◆ **Given problem**
Put the following records into a two-column CSV with the header input,output, one row per record. Place each record's full text in input and its answer in output, each as a single quoted field with line breaks replaced by spaces.

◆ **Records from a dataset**
--
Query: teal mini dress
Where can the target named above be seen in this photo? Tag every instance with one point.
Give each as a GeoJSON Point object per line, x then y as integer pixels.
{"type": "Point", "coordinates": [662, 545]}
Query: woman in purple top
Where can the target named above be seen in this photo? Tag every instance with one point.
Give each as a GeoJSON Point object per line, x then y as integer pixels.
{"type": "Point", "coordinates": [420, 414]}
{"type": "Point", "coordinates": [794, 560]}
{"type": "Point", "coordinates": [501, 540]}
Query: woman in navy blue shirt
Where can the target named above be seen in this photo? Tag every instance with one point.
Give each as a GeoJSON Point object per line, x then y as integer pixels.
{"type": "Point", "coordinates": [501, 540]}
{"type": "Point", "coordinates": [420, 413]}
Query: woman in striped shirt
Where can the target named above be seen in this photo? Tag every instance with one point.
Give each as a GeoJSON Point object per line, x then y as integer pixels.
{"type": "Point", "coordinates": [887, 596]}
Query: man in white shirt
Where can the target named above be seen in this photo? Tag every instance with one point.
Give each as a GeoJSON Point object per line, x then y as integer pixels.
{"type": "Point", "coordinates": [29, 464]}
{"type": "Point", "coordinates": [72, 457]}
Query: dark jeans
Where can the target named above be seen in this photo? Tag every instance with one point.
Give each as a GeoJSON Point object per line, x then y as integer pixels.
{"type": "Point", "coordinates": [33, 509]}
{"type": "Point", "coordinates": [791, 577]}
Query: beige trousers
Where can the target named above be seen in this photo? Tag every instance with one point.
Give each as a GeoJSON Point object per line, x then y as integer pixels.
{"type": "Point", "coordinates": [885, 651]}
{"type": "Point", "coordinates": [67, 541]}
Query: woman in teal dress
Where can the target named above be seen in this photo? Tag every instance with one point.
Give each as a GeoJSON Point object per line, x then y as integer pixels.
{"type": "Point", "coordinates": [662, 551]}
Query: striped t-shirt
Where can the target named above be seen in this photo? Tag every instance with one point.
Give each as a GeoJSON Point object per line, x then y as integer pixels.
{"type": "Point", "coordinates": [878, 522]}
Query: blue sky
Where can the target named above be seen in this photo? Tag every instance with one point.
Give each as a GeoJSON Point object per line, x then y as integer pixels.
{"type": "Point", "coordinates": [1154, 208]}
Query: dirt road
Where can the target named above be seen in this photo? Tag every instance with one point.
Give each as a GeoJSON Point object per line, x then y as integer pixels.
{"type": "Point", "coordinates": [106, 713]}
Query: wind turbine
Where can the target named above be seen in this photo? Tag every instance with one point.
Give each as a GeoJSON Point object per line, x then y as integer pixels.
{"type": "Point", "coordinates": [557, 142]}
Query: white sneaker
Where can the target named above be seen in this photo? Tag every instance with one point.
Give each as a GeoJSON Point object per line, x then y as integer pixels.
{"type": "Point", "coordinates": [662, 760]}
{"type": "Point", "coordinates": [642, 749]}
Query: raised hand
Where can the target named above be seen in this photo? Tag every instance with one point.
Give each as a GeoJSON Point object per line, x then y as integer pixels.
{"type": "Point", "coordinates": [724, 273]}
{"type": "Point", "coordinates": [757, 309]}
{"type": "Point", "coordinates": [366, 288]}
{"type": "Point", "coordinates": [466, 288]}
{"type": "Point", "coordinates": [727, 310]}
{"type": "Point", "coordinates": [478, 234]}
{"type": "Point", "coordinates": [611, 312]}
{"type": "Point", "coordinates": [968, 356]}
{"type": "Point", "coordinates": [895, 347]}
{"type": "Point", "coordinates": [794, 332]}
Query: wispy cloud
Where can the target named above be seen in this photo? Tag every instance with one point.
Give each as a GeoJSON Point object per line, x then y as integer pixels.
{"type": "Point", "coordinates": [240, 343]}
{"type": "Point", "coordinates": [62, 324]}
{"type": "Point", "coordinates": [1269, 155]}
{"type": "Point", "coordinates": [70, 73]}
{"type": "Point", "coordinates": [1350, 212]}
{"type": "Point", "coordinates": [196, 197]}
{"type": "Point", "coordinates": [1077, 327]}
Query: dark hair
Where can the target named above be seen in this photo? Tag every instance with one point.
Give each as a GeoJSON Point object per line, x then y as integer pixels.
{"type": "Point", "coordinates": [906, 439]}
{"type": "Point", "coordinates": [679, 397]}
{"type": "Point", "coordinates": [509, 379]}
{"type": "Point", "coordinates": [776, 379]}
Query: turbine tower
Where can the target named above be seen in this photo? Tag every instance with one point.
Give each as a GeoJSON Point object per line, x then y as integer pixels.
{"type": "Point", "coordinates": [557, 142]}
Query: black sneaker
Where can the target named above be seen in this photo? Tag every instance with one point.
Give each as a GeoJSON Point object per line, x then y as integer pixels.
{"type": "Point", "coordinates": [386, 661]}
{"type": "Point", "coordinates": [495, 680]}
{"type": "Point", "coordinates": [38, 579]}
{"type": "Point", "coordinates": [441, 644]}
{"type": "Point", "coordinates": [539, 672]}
--
◆ **Result of the exercise**
input,output
"Query: teal mini dress Where can the target named above be seen in this photo? Tag every instance with one point. Give each as a GeoJSON Point object per line, x then y as integer pixels.","{""type"": ""Point"", ""coordinates"": [662, 545]}"
"Query: woman in purple top Where can the target named above be seen in this photo? Tag every instance with one point. Give each as a GeoJSON Point object per line, x then y as integer pixels.","{""type"": ""Point"", ""coordinates"": [420, 414]} {""type"": ""Point"", ""coordinates"": [794, 560]} {""type"": ""Point"", ""coordinates"": [501, 540]}"
"Query: woman in navy blue shirt Where can the target named above be seen in this photo? Tag every instance with one point. Give each as a GeoJSON Point object per line, x then y as integer pixels.","{""type"": ""Point"", ""coordinates"": [501, 540]} {""type"": ""Point"", ""coordinates"": [420, 413]}"
"Query: woman in striped shirt Where can the target named above be seen in this photo? Tag every instance with one point. Give each as a GeoJSON Point object per line, x then y as integer pixels.","{""type"": ""Point"", ""coordinates"": [887, 596]}"
"Query: man in white shirt Where can the target named above be seen in this photo? Tag every instance with one point. Give each as a GeoJSON Point object per line, x then y as integer pixels.","{""type"": ""Point"", ""coordinates"": [29, 464]} {""type"": ""Point"", ""coordinates"": [72, 457]}"
"Query: dark jeans Where can the target named above be seen in this photo? Tag every instance with one point. Give each as a GeoJSON Point object per line, x then y as integer pixels.","{""type"": ""Point"", ""coordinates"": [33, 509]} {""type"": ""Point"", ""coordinates"": [791, 577]}"
"Query: beige trousers Where can the target named above be seen in this photo? Tag every instance with one point. Give each as a GeoJSON Point object per line, x then y as integer pixels.","{""type"": ""Point"", ""coordinates"": [885, 651]} {""type"": ""Point"", ""coordinates"": [67, 541]}"
"Query: woman in teal dress Where can the target named above be seen in this photo? Tag every instance with one point. Give each as a GeoJSON Point object per line, x then y as integer pixels.","{""type"": ""Point"", ""coordinates"": [662, 551]}"
"Query: striped t-shirt Where can the target named above be seen in this photo? Tag every instance with one point. Give each as a GeoJSON Point object per line, x then y as integer pixels.","{""type"": ""Point"", ""coordinates"": [878, 522]}"
"Query: blue sky Where can the target named above be seen in this photo? Tag every instance with one point. Give each as a GeoJSON Point object per line, x then y as integer pixels.","{""type"": ""Point"", ""coordinates"": [1154, 208]}"
"Query: dirt road Where can the target named above be seen in this photo? Tag every instance with one point. Give each as a GeoJSON Point object per line, x then y as integer pixels.","{""type"": ""Point"", ""coordinates"": [106, 713]}"
"Query: wind turbine Where can the target named above be seen in this photo? Tag every instance with one point. Give each as a GeoJSON Point object per line, x then y as integer pixels.","{""type"": ""Point"", ""coordinates"": [557, 142]}"
"Query: white sneaker Where can the target named above be seen in this photo? Tag every instance with one point. Give each as a GeoJSON Point object per line, x then y as integer pixels.","{""type"": ""Point"", ""coordinates"": [662, 760]} {""type"": ""Point"", ""coordinates"": [642, 749]}"
"Query: raised hand Where can the target named above be seen in this photo? Tag every instance with one point. Give each as a GeoJSON Point object per line, x then y as integer pixels.","{""type"": ""Point"", ""coordinates"": [724, 273]} {""type"": ""Point"", ""coordinates"": [757, 309]} {""type"": ""Point"", ""coordinates"": [366, 288]} {""type"": ""Point"", ""coordinates"": [466, 288]} {""type"": ""Point"", ""coordinates"": [727, 310]} {""type"": ""Point"", ""coordinates"": [478, 234]} {""type"": ""Point"", ""coordinates"": [611, 312]} {""type"": ""Point"", ""coordinates"": [968, 356]} {""type"": ""Point"", ""coordinates"": [895, 347]} {""type"": ""Point"", ""coordinates"": [794, 332]}"
"Query: wispy cloud Where can the target named above be seen in this photo? Tag every instance with one point. Give each as a GeoJSON Point object per line, x then y as integer pixels.","{""type"": ""Point"", ""coordinates"": [240, 343]} {""type"": ""Point"", ""coordinates"": [62, 324]} {""type"": ""Point"", ""coordinates"": [1269, 155]} {""type"": ""Point"", ""coordinates"": [70, 73]} {""type"": ""Point"", ""coordinates"": [1350, 212]} {""type"": ""Point"", ""coordinates"": [196, 197]} {""type"": ""Point"", ""coordinates"": [1077, 327]}"
"Query: dark hair Where can the target named above be seen in this photo? Tag every instance with one point. Give each as a GeoJSON Point object per line, x then y as integer pixels.","{""type"": ""Point"", ""coordinates"": [906, 439]} {""type"": ""Point"", ""coordinates"": [679, 397]} {""type"": ""Point"", ""coordinates"": [509, 379]} {""type"": ""Point"", ""coordinates"": [776, 379]}"
"Query: turbine tower Where can the target named above be seen in this photo? Tag every instance with one point. Give each as a GeoJSON Point object per line, x then y as integer pixels.","{""type"": ""Point"", ""coordinates"": [557, 142]}"
"Query: black sneaker Where can the target named above be seen in this photo? Tag every instance with one point. Give each as a GeoJSON Point object per line, x then y as integer pixels.","{""type"": ""Point"", ""coordinates"": [386, 661]} {""type"": ""Point"", ""coordinates"": [495, 680]} {""type"": ""Point"", ""coordinates"": [38, 579]} {""type"": ""Point"", ""coordinates"": [441, 644]} {""type"": ""Point"", ""coordinates"": [539, 672]}"